> _THE EXERCISE_
Rewrite the material below, changing "innermost" to "most central" wherever it appears and keeping everything else identical. Omit the pictures from your version.

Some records
=====
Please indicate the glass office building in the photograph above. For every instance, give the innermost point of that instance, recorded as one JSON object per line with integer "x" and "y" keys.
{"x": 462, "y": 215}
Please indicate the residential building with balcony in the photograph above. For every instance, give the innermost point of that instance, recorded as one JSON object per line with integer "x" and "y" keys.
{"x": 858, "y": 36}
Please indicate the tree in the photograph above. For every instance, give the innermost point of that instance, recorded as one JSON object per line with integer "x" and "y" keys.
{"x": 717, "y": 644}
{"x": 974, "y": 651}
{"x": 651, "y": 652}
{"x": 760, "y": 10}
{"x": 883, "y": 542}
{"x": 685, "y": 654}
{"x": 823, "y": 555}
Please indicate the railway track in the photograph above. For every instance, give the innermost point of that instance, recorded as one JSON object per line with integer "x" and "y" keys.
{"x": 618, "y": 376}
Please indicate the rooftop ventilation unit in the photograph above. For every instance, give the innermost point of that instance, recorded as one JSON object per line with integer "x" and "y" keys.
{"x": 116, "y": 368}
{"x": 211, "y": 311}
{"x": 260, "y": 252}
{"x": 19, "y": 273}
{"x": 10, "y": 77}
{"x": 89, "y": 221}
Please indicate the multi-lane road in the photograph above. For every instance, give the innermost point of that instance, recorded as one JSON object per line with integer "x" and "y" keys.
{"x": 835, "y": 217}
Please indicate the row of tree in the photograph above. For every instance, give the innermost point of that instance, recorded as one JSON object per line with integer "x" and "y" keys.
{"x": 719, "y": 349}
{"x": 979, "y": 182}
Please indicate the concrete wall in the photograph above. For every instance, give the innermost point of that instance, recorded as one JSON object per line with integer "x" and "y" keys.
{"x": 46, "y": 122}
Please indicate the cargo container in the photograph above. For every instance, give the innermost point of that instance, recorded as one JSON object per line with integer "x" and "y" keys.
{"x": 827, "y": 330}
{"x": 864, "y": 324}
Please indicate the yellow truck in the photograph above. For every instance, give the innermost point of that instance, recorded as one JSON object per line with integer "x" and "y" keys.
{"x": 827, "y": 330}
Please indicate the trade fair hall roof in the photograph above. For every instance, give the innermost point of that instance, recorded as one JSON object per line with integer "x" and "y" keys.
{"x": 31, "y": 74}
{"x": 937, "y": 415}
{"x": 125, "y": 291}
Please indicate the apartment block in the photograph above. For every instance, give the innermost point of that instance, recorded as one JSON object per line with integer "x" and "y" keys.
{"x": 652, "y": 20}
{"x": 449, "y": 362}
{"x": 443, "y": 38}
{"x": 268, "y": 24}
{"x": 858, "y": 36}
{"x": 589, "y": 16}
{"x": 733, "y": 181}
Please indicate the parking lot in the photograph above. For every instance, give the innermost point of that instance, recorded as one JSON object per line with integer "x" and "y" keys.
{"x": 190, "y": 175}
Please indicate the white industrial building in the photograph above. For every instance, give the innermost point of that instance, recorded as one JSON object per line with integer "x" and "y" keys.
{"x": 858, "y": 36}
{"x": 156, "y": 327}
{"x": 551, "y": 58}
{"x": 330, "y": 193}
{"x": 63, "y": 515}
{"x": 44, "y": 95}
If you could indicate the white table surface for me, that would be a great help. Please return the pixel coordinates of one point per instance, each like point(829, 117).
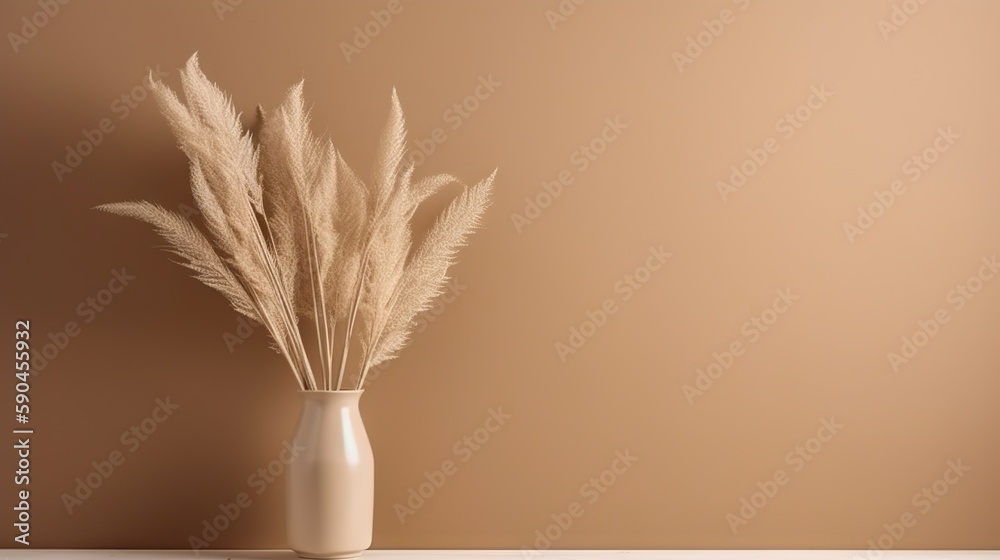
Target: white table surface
point(40, 554)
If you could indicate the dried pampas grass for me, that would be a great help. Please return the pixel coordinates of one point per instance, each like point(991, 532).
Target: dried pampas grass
point(291, 235)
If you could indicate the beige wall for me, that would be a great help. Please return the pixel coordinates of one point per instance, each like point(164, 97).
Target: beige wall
point(494, 346)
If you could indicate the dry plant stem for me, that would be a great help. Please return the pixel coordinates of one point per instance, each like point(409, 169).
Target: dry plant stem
point(270, 267)
point(366, 362)
point(330, 334)
point(274, 333)
point(363, 268)
point(356, 249)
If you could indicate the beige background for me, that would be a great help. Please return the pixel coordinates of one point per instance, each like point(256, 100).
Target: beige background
point(494, 345)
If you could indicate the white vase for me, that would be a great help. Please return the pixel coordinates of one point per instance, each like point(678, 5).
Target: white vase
point(331, 484)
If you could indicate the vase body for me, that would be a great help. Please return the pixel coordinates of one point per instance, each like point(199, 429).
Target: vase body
point(331, 484)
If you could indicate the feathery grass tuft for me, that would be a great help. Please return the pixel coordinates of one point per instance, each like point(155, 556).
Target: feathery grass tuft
point(291, 235)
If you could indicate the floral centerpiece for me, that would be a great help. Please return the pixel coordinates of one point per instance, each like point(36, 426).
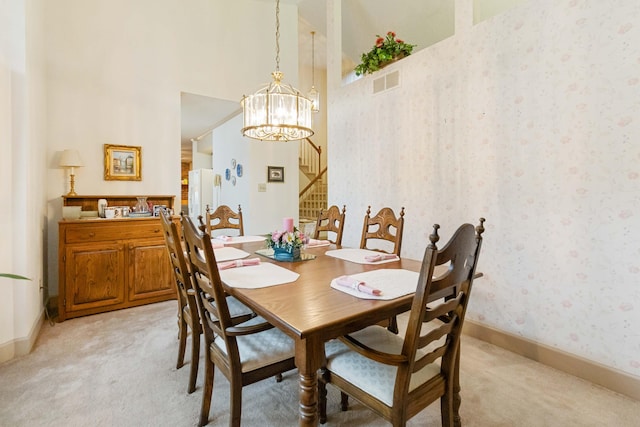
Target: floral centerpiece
point(286, 244)
point(387, 49)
=====
> _TASK OUTPUT_
Please indicate the glass office building in the photograph above. For every instance, give the most central point of that instance, recorded as one JSON object per line with integer "x" and "y" keys.
{"x": 462, "y": 215}
Please indicate the residential building with balcony in the photograph above. For every instance, give the most central point of that instance, recorded as one JSON object per line with integer "x" and "y" keys.
{"x": 858, "y": 36}
Please indicate the tree in the photograph above. For every instance, give the most central point of that instance, recorded as one JSON object per line with integer "x" and "y" keys.
{"x": 717, "y": 644}
{"x": 974, "y": 651}
{"x": 651, "y": 652}
{"x": 760, "y": 10}
{"x": 883, "y": 542}
{"x": 685, "y": 654}
{"x": 823, "y": 555}
Please indicate the railway track in the photograph above. For every instance, give the most central point of that instance, recorded as one JSON object per line with integer "x" and "y" keys.
{"x": 618, "y": 376}
Please indicate the rooftop ventilation unit in the photograph above. For every instance, give the most central point of that instance, recorded as one JSON object per line with integer "x" and "y" keys.
{"x": 116, "y": 368}
{"x": 211, "y": 311}
{"x": 260, "y": 252}
{"x": 19, "y": 273}
{"x": 10, "y": 77}
{"x": 89, "y": 221}
Please indicate the multi-lane road in the photograph above. For every instance, give the most central point of that instance, recorded as one JSON object per line with integer "x" and "y" keys.
{"x": 835, "y": 217}
Please indicate the row of tree in the photograph above. For every instance, give the most central point of that instance, recorded as one JSON object per line with integer "x" and "y" keys.
{"x": 719, "y": 349}
{"x": 979, "y": 182}
Please indicate the concrete wall in the photograph above. For every instance, give the most central point of that instance, recorded as one JSON object per line with integer "x" and "y" keys.
{"x": 46, "y": 122}
Please indicate the cargo container in the photograph above. For every instance, give the most central point of that instance, recorded as one JSON object per line with integer "x" and "y" keys.
{"x": 827, "y": 330}
{"x": 864, "y": 324}
Please indicate the yellow truck in the photograph above. For every instance, give the most central point of that instance, recorded as one JSON object per line with integer "x" and "y" keys.
{"x": 827, "y": 330}
Please indicate the trade fair hall roof in the photograph above. For every instance, give the most central point of that instance, recorded as one JSON object per line with integer "x" and "y" keys.
{"x": 31, "y": 74}
{"x": 937, "y": 415}
{"x": 125, "y": 291}
Please indicate the apartment block in the photograph above. For every instance, give the most central point of that instance, recorded as one JSON object per line with integer "x" and "y" keys.
{"x": 652, "y": 20}
{"x": 449, "y": 362}
{"x": 443, "y": 38}
{"x": 268, "y": 24}
{"x": 858, "y": 36}
{"x": 589, "y": 16}
{"x": 733, "y": 181}
Please indicate the parking lot in the photograph above. For every instance, give the most central point of that instance, recorded as one JSON object per line with integer "x" and "y" keys.
{"x": 190, "y": 175}
Please indicate the white industrial building in the photograph above. For every instance, give the most central point of that instance, recorded as one JSON object per line with integer "x" and "y" keys.
{"x": 858, "y": 36}
{"x": 156, "y": 327}
{"x": 551, "y": 58}
{"x": 330, "y": 193}
{"x": 63, "y": 515}
{"x": 44, "y": 95}
If you could indicate the white table surface for me, that would be a great help. Please return the pixel coordinates of one point per instance, each like point(829, 117).
Target: white table surface
point(40, 554)
If you could indicate the dried pampas grass for me, that would be a great help. Please return the pixel coordinates of one point per instance, each like point(991, 532).
Target: dried pampas grass
point(291, 235)
If you could indicate the beige wall for me, that would be a great help. Please return the pixel coordinates of one point per instance, each like point(164, 97).
Target: beige wall
point(494, 346)
If you could indicate the dry plant stem for me, that would be a great help. Please return the pixel coordinates of one point per instance, each like point(409, 169).
Target: dry plant stem
point(270, 267)
point(366, 362)
point(330, 334)
point(274, 333)
point(363, 268)
point(356, 249)
If you could indicate the beige background for me, that would be a great help. Please return the pixel coordinates of one point per instance, each like point(256, 100).
Target: beige background
point(494, 345)
If you could indicate the white vase for me, that would be a great help. Please return the pixel coordinates of one point per instance, each like point(678, 5).
Target: white vase
point(331, 484)
If you could indicate the vase body for me, that would be a great help. Please return the pixel coordinates of one point per instance, each like point(199, 429).
Target: vase body
point(331, 484)
If you could indicate the feathery grass tuft for me, that would be a great help. Please return the pixel coordinates of one point per instance, each like point(155, 556).
Target: feathery grass tuft
point(291, 235)
If you could indicate the floral centerpiece for me, that would be a great help. Please return the pixel coordinates of one point per instance, each like point(36, 426).
Target: floral centerpiece
point(286, 244)
point(387, 49)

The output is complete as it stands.